I would like every record printed again, exactly as shown.

(DATA)
'''

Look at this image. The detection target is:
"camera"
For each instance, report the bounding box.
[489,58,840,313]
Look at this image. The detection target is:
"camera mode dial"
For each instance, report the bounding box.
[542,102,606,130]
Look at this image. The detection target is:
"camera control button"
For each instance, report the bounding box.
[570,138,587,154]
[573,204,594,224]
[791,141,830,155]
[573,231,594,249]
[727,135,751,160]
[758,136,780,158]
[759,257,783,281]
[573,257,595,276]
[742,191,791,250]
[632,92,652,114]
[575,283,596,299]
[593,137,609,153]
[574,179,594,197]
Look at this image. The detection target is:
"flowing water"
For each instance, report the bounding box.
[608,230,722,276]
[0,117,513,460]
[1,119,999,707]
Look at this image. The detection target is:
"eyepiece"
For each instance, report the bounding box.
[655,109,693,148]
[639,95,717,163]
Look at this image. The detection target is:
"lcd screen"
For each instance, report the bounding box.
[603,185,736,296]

'''

(SOLVED PROBLEM)
Look at this image. The detection target is:
"camera"
For each instance, report the bounding box.
[489,58,840,313]
Look at this image. The detection target is:
"camera mode dial"
For each instance, report the bounding box.
[542,102,606,130]
Look at this image. The detection target is:
"camera control button"
For each instance, report the bounding box.
[570,138,587,154]
[573,204,594,224]
[791,141,830,155]
[573,231,594,249]
[727,135,751,160]
[758,136,780,158]
[759,257,783,281]
[573,257,595,276]
[742,191,791,250]
[632,92,652,114]
[575,283,596,299]
[593,137,609,153]
[574,179,594,197]
Look at this image. The detection target is:
"flowing water"
For each instance, report the bounding box.
[608,230,722,276]
[0,117,513,460]
[1,119,999,707]
Look at this image. The detection target is:
"eyepiece"
For each instance, report the bounding box.
[655,109,693,148]
[639,95,717,163]
Look at this image. The detection target is:
"lcd screen"
For each instance, report the bounding box.
[603,185,736,296]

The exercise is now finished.